WASINGTON, DC -- The U.S. Department of Energy's Office of Science today unveiled its Strategic Plan, which charts a course for science over the next two decades that promises dramatic increases in knowledge and scientific achievements. The DOE's Office of Science is the nation's largest supporter of the physical sciences and a major contributor to other vital areas of basic research that underpin national security and economic prosperity.
"Major advances in science including new materials, advanced computational simulations and new ways to produce energy, underpin all of the Department of Energy's missions," Secretary of Energy Spencer Abraham said. "DOE's Office of Science has developed a bold Strategic Plan that holds the promise of leapfrogging our current capabilities and keeping the United States in a leadership position in the international competition for new ideas and technologies."
The plan sets seven short-term (5-10 year) scientific priorities: the ITER fusion science experiment, scientific discovery through advanced scientific computing, using nanoscale science for new materials and processes, microbial genomics, physics to explore the basic forces of creation, exploring new forms of nuclear matter, and developing the facilities for the future of science.
The plan also sets seven long-term (10-20 year) scientific goals in the areas of: science for energy; harnessing biology for energy and environment; fusion; fundamentals of energy, matter and time; nuclear physics research from quarks to the stars; computation for the frontiers of science; and, building resource foundations for new science.
The Office of Science Strategic Plan has been developed so that progress toward these and other scientific programs can be tracked over the next two decades. The plan lays out "Strategic Timelines" for DOE's Office of Science basic research programs that project over the next 20 years the science that could be delivered. The plan also includes 'Key Indicators of Success' that are tied to the Office of Science's goals, its FY 2005 budget, and the performance of its program managers. The plan is linked to the Office of Management and Budget Program Assessment Rating Tool (PART) process and contains performance metrics that are directly linked to the PART review.
"This Strategic Plan will enable us to help accomplish the missions of the Department of Energy in national security, energy and environment, while building upon five decades of scientific excellence and providing a blueprint for scientific discovery well into the 21st Century," Secretary Abraham said.

========================================

- **Task**
In the strategic plan announcement, what reason does the text give for how the Office of Science Strategic Plan was developed? Explain in one to three sentences. Rely on the text alone.

========================================

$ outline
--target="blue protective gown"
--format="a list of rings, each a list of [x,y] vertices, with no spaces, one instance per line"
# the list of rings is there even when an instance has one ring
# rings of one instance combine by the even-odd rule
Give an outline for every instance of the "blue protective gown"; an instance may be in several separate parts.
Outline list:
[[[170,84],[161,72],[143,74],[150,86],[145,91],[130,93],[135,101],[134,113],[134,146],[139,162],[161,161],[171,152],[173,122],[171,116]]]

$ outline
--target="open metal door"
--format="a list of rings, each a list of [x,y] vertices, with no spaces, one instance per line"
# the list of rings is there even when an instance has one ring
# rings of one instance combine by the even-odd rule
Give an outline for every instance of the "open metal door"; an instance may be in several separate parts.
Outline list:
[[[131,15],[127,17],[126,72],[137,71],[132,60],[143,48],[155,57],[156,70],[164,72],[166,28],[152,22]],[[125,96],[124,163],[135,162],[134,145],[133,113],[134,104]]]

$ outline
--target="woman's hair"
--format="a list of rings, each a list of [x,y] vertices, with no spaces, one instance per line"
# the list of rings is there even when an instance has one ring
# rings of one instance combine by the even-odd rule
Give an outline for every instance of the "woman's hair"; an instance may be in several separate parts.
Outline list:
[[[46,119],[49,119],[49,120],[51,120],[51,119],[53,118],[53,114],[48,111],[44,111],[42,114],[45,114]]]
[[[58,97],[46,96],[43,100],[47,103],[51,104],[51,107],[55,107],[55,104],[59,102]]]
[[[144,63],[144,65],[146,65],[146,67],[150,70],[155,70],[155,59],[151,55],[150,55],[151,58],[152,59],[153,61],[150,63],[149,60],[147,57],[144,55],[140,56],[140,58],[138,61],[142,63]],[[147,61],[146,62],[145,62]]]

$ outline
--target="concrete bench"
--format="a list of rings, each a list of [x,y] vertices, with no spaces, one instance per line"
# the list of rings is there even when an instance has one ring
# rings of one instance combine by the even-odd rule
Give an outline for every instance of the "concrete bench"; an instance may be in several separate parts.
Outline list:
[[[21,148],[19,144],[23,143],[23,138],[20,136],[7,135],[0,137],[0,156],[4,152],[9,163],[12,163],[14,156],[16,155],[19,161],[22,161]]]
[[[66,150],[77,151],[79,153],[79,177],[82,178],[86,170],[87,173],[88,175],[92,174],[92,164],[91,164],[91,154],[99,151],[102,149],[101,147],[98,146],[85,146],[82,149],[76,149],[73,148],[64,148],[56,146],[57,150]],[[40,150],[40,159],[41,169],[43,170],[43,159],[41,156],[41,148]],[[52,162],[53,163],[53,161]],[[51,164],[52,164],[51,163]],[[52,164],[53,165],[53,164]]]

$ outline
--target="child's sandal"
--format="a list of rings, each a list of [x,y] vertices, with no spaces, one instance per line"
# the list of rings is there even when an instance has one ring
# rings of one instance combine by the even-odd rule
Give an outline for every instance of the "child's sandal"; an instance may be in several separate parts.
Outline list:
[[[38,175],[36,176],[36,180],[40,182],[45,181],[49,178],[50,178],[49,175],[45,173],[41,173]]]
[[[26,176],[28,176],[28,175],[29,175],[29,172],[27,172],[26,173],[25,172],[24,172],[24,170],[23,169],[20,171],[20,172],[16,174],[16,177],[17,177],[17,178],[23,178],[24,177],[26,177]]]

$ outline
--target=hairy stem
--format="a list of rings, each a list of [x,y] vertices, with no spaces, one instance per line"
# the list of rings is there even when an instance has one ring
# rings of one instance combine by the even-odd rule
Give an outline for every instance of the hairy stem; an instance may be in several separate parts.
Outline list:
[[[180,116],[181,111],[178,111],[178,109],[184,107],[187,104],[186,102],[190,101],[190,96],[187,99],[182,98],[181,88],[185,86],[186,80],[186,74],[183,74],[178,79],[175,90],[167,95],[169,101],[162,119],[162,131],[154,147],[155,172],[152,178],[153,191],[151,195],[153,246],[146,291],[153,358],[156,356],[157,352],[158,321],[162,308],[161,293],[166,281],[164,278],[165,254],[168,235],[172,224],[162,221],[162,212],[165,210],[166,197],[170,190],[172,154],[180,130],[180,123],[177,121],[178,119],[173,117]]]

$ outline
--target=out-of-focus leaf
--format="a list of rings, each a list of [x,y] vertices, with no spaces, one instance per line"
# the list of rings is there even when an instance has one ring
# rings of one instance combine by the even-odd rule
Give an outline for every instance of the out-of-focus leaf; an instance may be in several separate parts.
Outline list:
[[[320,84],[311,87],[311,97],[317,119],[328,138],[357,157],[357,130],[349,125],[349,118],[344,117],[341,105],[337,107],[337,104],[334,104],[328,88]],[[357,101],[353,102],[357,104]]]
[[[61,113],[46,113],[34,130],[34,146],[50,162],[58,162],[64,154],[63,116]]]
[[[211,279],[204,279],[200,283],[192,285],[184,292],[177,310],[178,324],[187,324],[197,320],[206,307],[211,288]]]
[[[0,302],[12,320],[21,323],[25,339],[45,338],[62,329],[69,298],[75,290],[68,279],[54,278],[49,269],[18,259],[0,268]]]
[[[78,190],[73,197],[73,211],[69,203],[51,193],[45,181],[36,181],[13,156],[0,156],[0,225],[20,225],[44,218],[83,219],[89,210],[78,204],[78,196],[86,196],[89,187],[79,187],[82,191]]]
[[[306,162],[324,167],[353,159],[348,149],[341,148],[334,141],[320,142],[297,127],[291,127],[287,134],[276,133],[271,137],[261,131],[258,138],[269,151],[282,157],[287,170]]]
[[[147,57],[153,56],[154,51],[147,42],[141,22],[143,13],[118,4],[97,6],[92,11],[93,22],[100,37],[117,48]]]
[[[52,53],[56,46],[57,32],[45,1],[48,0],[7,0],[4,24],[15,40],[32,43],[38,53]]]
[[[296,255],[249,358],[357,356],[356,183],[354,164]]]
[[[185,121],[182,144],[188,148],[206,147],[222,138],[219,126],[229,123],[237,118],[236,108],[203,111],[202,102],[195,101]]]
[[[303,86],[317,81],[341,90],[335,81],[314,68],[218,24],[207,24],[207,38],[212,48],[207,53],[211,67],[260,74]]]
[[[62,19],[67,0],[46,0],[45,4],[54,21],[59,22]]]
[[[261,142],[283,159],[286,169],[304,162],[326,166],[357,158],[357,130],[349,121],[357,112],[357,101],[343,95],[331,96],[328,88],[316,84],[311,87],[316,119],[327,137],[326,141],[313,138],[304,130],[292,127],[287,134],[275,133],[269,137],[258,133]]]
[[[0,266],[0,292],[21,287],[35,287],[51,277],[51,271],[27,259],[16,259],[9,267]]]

========================================

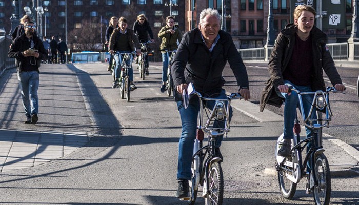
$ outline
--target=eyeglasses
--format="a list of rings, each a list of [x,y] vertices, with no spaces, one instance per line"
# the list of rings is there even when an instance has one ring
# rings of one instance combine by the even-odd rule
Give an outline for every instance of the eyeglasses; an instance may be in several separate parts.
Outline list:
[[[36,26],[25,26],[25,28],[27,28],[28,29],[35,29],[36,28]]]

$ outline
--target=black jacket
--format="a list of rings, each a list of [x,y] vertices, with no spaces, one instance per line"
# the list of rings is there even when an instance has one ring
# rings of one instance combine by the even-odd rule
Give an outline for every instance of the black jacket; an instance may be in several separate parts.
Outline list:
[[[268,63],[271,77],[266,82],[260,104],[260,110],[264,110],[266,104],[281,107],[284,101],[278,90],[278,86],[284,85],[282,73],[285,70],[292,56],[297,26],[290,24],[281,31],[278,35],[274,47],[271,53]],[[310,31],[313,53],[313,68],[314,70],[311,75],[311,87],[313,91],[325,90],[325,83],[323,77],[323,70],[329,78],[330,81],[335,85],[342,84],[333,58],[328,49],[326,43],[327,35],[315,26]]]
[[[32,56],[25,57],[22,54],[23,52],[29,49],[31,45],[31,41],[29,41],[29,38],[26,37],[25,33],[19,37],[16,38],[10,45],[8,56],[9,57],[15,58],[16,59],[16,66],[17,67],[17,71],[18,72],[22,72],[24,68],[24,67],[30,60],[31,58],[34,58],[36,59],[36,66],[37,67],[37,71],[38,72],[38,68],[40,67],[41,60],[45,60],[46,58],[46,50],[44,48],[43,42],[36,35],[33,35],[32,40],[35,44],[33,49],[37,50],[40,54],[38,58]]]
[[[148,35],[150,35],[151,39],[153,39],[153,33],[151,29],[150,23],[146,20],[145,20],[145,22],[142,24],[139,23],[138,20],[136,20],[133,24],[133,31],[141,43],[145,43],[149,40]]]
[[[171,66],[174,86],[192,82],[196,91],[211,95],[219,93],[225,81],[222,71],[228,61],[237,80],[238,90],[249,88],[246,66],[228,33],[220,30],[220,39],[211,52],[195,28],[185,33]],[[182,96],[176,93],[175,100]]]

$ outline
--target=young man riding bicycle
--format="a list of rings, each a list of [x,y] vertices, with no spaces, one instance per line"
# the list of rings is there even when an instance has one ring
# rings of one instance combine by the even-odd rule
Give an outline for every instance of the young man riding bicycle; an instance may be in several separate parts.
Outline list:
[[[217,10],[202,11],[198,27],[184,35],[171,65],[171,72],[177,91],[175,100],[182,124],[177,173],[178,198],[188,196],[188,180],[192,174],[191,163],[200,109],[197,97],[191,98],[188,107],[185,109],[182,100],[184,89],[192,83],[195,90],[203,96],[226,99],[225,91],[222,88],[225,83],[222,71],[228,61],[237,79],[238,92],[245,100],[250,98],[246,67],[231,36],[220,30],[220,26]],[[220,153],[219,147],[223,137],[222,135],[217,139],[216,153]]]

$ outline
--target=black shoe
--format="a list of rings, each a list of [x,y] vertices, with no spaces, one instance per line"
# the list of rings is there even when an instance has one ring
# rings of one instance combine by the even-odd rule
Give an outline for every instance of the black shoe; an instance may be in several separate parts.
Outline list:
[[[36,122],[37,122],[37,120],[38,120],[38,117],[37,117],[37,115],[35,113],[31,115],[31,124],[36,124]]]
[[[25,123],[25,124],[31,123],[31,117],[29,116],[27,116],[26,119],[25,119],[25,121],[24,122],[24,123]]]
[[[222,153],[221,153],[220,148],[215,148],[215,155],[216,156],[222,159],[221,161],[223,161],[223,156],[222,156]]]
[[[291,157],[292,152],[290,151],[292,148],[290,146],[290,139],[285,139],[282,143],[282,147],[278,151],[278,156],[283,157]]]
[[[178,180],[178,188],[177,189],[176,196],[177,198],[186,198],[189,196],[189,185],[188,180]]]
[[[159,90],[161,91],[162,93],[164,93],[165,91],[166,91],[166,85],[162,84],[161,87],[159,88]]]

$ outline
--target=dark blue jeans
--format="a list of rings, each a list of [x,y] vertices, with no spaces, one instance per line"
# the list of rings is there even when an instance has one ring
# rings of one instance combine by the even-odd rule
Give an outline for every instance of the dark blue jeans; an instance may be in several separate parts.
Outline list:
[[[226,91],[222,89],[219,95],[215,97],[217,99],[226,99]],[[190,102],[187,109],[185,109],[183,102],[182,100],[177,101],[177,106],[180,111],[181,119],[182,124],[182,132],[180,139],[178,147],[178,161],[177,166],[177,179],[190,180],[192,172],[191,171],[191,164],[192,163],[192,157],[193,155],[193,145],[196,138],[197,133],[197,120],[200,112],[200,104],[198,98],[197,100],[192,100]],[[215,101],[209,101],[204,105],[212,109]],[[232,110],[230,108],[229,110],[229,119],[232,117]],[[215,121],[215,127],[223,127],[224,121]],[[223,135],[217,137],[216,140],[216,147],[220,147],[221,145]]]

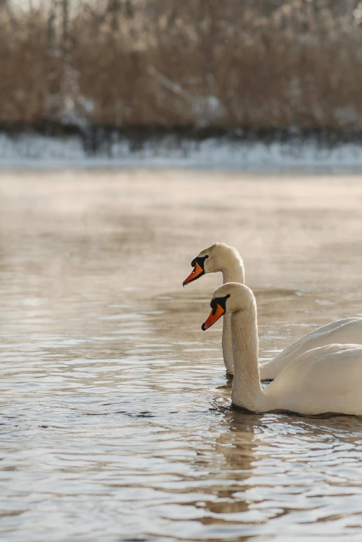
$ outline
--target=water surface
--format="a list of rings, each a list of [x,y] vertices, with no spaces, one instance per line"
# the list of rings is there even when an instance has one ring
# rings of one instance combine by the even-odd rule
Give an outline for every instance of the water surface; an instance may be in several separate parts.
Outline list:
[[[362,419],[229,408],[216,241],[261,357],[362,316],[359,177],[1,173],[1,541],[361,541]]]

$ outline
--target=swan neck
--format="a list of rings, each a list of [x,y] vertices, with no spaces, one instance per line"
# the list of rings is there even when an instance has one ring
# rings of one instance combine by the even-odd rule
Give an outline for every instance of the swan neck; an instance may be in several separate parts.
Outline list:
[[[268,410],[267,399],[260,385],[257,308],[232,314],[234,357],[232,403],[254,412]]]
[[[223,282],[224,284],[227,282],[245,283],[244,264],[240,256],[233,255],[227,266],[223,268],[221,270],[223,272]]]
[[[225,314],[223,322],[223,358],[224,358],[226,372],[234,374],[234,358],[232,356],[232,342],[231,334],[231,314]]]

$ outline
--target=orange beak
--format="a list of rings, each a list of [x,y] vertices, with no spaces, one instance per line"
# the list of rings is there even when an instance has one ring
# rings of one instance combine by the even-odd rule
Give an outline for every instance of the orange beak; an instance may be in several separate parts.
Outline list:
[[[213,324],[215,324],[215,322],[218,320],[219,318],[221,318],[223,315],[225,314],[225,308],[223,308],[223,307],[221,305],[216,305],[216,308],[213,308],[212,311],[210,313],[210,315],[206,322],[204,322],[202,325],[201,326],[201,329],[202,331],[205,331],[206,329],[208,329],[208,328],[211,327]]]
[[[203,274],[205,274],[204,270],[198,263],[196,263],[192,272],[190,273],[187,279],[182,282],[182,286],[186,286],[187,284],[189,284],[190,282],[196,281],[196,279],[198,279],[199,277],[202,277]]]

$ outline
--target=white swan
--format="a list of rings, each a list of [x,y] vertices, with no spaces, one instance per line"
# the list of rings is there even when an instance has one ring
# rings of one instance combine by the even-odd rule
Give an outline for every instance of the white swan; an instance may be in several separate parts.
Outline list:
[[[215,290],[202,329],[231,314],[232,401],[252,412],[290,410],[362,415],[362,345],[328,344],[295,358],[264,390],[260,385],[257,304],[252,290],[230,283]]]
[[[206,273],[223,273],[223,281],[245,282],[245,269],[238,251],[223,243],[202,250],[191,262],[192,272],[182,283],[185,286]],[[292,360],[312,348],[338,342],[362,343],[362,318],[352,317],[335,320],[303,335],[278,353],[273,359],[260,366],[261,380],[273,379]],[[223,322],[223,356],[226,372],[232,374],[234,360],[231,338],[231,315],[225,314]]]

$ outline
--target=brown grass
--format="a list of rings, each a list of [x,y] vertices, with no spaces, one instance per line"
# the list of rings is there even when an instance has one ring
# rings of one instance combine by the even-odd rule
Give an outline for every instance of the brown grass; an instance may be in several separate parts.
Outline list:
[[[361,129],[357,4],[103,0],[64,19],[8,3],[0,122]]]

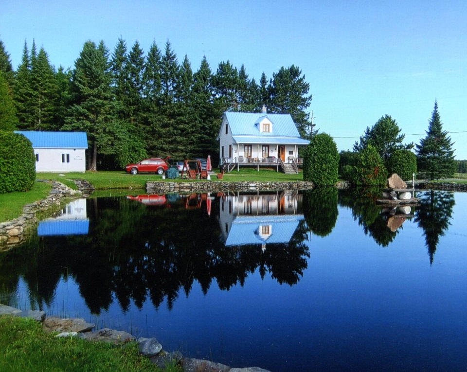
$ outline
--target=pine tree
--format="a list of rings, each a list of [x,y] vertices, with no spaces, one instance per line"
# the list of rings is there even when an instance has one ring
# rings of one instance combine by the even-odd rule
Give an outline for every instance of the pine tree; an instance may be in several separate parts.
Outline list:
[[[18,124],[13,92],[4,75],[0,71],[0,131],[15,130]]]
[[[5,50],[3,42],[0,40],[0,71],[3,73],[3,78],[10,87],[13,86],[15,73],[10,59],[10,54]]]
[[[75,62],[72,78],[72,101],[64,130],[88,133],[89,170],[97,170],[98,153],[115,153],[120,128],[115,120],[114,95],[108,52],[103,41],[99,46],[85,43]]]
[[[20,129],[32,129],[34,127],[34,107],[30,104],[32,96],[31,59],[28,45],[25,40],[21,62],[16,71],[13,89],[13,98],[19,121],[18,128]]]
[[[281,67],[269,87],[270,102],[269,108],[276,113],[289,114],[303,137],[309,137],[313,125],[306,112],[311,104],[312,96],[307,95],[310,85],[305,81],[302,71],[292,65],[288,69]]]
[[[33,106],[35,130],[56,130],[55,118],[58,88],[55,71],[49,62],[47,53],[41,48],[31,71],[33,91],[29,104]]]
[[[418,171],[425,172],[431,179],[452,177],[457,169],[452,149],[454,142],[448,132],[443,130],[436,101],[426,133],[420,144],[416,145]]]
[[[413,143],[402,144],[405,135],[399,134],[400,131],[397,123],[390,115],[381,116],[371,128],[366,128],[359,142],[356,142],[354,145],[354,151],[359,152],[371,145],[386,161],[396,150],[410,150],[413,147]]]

========================================

- **Result**
The plan was developed so that progress toward its priorities, goals, and other scientific programs can be tracked over the next two decades. For that purpose it lays out Strategic Timelines that project the science that could be delivered over the next 20 years. It also includes Key Indicators of Success tied to the office's goals, its FY 2005 budget, and the performance of its program managers.